_Document_
3.1.4. Design of the Power Module

The designed input power of the monitoring node is a voltage of 5–9 V. In the preliminary tests, we can choose the corresponding switch as the power supply. If batteries are needed for providing power, six nickel-hydrogen batteries (7.2 V) or two lithium batteries (7.4 V) can be used as power supply. Besides, the transmitter and motherboard can share the same batteries. The input voltage can be adjusted to a digital power output of +3.3 V through the TPS76333 chip and provide +3.3 V analog voltages after isolated processing. The power module is illustrated in Figure 6.

3.2. Design of Software for the Data Monitoring Node

The development environment for the system software is IAR Embedded Workbench for MSP430, and the programming language is C [10]. The system software can be divided into two modules: the main processor program, which is responsible for processing the water environment parameters collected by the sensors, and the ZigBee wireless communication program, which is designed for receiving and sending the water environment parameters. The integration of the two modules enables the nodes to sense, collect, process and transfer the water parameters.

3.2.1. Design of the Master Routine

As the main controller of the whole system, the MSP430F1611’s major responsibilities are initializing the system, receiving and executing the orders and memorizing the water parameters. The flow of the main programs is illustrated in Figure 7.

_Challenge A_
Rewrite the records from the line with "Where can you find the white robe" up to and including the line with "pixel 129 159", changing "photo" to "image" and keeping everything else the same. Leave the pictures out of your answer.
The monitoring node text and the records were drawn from separate sources.

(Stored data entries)

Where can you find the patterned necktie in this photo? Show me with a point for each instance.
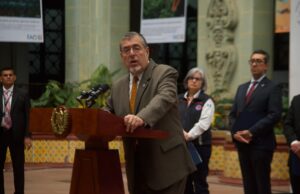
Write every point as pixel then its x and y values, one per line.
pixel 250 92
pixel 6 122
pixel 133 93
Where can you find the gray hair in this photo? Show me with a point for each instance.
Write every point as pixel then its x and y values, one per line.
pixel 191 73
pixel 129 35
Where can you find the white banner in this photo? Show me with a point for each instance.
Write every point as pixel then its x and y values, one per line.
pixel 294 69
pixel 163 21
pixel 21 21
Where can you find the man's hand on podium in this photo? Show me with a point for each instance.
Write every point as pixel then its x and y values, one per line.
pixel 132 122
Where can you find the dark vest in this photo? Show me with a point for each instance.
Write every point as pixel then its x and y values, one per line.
pixel 189 115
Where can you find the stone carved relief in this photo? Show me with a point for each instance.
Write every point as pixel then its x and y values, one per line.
pixel 221 56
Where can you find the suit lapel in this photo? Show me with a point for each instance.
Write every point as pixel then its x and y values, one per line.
pixel 144 84
pixel 244 93
pixel 261 85
pixel 14 98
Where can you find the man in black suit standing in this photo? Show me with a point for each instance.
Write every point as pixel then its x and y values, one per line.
pixel 14 132
pixel 256 109
pixel 292 134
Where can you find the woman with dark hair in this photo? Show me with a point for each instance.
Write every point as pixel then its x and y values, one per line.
pixel 196 112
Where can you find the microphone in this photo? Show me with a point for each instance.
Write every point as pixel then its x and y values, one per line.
pixel 83 95
pixel 96 91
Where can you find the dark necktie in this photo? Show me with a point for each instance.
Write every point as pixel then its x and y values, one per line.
pixel 250 92
pixel 6 122
pixel 133 93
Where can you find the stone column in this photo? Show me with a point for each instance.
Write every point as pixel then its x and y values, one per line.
pixel 228 32
pixel 93 31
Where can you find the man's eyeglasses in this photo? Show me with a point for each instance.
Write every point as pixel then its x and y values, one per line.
pixel 195 78
pixel 256 61
pixel 134 49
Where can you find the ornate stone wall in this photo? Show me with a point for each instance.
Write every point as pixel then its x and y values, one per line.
pixel 221 55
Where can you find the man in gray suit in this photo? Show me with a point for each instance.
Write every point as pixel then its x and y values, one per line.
pixel 147 96
pixel 14 133
pixel 256 109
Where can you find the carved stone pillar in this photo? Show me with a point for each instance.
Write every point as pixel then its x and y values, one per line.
pixel 221 55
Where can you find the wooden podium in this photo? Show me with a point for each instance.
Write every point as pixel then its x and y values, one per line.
pixel 96 169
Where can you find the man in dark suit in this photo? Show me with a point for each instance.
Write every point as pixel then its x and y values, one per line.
pixel 147 96
pixel 14 132
pixel 256 109
pixel 292 134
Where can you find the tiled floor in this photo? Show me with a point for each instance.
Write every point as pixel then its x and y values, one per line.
pixel 57 181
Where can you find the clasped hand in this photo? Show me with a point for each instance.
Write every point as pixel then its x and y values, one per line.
pixel 132 122
pixel 243 136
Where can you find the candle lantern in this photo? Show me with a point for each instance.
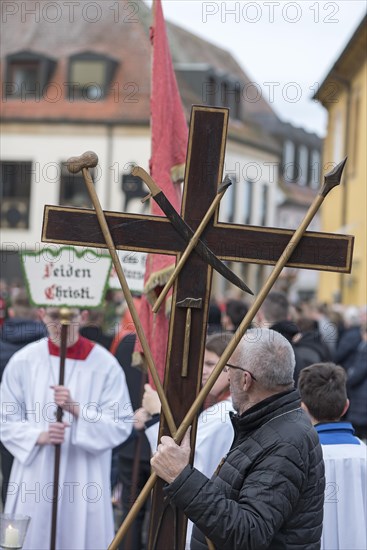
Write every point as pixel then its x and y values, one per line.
pixel 13 529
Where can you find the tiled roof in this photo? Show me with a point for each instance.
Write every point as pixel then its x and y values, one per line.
pixel 127 41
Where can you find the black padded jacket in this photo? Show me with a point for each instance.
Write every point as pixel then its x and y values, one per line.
pixel 269 491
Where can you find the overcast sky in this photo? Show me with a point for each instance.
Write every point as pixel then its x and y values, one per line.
pixel 287 48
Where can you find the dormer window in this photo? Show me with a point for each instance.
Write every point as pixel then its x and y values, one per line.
pixel 90 76
pixel 27 75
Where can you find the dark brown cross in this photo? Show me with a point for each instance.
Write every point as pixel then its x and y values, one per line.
pixel 204 168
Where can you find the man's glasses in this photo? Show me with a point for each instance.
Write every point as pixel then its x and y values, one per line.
pixel 229 366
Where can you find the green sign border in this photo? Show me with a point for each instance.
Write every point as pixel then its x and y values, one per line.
pixel 57 253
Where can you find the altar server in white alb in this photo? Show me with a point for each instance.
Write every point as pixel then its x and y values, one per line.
pixel 214 431
pixel 323 392
pixel 97 417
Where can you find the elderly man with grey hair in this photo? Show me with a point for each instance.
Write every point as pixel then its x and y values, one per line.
pixel 268 491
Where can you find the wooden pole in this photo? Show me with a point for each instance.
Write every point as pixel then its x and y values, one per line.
pixel 331 180
pixel 65 322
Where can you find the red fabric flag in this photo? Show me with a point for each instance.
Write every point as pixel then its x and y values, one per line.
pixel 168 154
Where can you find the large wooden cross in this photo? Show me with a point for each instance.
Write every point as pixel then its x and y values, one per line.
pixel 204 168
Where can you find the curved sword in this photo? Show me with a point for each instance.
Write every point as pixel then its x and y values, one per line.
pixel 185 230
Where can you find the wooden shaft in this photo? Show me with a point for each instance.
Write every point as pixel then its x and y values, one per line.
pixel 59 414
pixel 133 512
pixel 129 299
pixel 204 392
pixel 193 242
pixel 185 355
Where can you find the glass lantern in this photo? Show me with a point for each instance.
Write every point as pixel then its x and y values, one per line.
pixel 13 529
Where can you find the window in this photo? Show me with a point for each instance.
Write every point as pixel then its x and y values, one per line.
pixel 356 122
pixel 315 169
pixel 15 194
pixel 337 153
pixel 264 205
pixel 90 76
pixel 302 165
pixel 248 201
pixel 133 191
pixel 211 94
pixel 231 96
pixel 73 191
pixel 27 75
pixel 288 161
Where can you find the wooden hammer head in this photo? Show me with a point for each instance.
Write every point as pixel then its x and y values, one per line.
pixel 86 160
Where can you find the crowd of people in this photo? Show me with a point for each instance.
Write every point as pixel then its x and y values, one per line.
pixel 280 458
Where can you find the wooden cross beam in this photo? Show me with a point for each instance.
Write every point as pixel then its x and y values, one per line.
pixel 204 167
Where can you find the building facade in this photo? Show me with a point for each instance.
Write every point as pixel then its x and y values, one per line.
pixel 344 94
pixel 72 86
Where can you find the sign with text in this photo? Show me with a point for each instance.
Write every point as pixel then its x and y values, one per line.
pixel 65 276
pixel 133 265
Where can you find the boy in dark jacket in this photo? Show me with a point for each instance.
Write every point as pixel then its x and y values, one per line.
pixel 268 491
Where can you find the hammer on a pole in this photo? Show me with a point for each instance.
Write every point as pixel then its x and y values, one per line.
pixel 83 163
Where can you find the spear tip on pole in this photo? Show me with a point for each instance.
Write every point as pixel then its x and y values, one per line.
pixel 333 178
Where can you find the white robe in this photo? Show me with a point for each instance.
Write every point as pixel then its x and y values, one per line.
pixel 213 440
pixel 85 518
pixel 345 508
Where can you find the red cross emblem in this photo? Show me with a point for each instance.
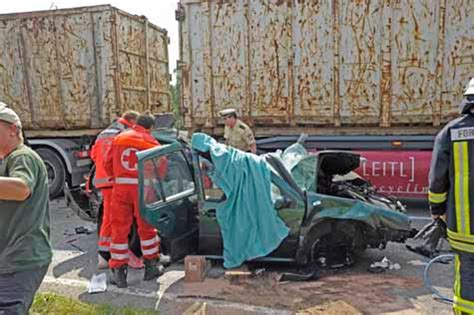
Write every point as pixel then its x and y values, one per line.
pixel 129 159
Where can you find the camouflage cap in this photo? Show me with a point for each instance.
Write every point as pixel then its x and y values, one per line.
pixel 227 112
pixel 7 114
pixel 469 88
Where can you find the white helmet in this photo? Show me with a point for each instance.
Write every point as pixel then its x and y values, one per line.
pixel 469 88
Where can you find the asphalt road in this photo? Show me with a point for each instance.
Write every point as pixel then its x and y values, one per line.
pixel 392 292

_Challenge B_
List every numbered section heading in the monitoring node text, giving each number with its title.

_Full solution A_
Where can you find the white robe in this image? Show me with a point for each instance.
Write every point as pixel then its x and y values, one per line.
pixel 213 440
pixel 85 518
pixel 345 508
Where can you find the red cross emblem in this image? Show me with a point for each instance.
Write every point as pixel then its x and y values, one per line.
pixel 129 159

_Full solution B_
3.1.4. Design of the Power Module
3.2. Design of Software for the Data Monitoring Node
3.2.1. Design of the Master Routine